*Objectif 1:*
Répondez à ces questions sur le texte consacré à Rodin :
(a) En modifiant quelle partie de La Centauresse Rodin manifeste-t-il son refus de l'illusion fusionnelle classique ?
(b) Quels éléments Rodin additionne-t-il pour le Monument à Puvis de Chavanne ?
(c) En quelle année les Mouvements de danse ont-ils été exposés pour la première fois ?

*Texte de la page:*
┄┄┄┄┄┄
L’artiste peut réaliser une nouvelle oeuvre en combinant des figures initialement créées à d’autres fins, qu’il associe par différents procédés. Le but est de leur conférer une nouvelle unité en transcrivant le groupe ou l’oeuvre ainsi constitués dans un nouveau matériau, le marbre ou le bronze. Dans La Centauresse, le procédé trouve son emblème : associer l’homme et le cheval illustre l’alliance de l’humain et de l’animal, de l’âme et du corps, considérés pourtant comme autant de principes quasi irréconciliables. En allongeant le torse de cette figure mythologique, Rodin manifeste cependant son refus de l’illusion fusionnelle classique. Pour Joan Miró ou Cy Twombly, la tension entre l’assemblage d’objets hétéroclites et l’unité résultant de la fonte en bronze vient manifester la liberté de l’artiste, qui repousse les frontières du champ de la sculpture.

6. Assembler

L’assemblage permet à Rodin de rompre le lien de subordination des parties au tout, fondement de la composition classique. Pour le Monument à Puvis de Chavanne, Rodin additionne volontairement des éléments de nature hétérogène, buste, branche, table. Dans Nymphe pleurant et torse masculin, il juxtapose violemment un corps de femme et un torse masculin. Ici, il joue des contrastes de couleurs, là du dédoublement d’une même figure dont l’assemblage donne naissance à une troisième. La répétition et l’addition font partie des moyens que se donne l’artiste, en particulier dans les assemblages de poteries antiques et de figures, pour inaugurer une nouvelle liberté, qui fera au XXe siècle la fortune de l’assemblage. Bruce Nauman pousse à sa façon cette logique de l’hétérogène à l’extrême, donnant naissance à des formes accolées et monstrueuses.

7. Séries et variations

La sérialité est un des traits de la modernité. Dans les arts plastiques, elle souligne l’idée qu’à chaque instant une même chose est différente, excluant toute possibilité d'achèvement ou de perfection. Dans son oeuvre Diary of clouds, Ugo Rondinone tente d’exprimer la modulation continue du temps en fixant dans la cire, par empreinte de ses doigts, un équivalent au mouvement des nuages. Rodin, sensible à la variation des êtres, cherche à saisir leur permanence. La série des Clemenceau témoigne des infinies recherches, sur la forme d’une moustache ou l’ombre d’une paupière, que suppose une telle exigence. Vers 1911, l'artiste réalise les Mouvements de danse où le refus du modelé traduit une exaltation de l’énergie vitale. La simplification des formes accélère l'impression d'enchaînement des postures en suggérant le passage d’un mouvement à l’autre. Exposées pour la première fois en 1963, ces oeuvres participent de la redécouverte de Rodin, par la valorisation des études d’atelier.
┄┄┄┄┄┄
*Données affichées:*
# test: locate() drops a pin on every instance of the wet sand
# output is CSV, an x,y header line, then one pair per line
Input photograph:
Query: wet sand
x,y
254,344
┄┄┄┄┄┄
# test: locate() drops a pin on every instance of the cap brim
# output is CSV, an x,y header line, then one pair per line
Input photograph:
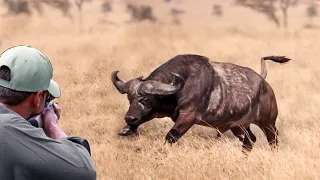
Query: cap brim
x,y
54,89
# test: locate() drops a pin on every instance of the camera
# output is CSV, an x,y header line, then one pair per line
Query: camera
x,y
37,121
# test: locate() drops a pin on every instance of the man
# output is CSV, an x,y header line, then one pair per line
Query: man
┄┄┄┄┄┄
*Objectif 2:* Comptez les lignes des entrées qui contiennent la chaîne "test" et donnez uniquement ce nombre.

*Réponse complète 1:*
(a) Le torse, qu'il allonge.
(b) Un buste, une branche et une table.
(c) En 1963.

*Réponse complète 2:* 4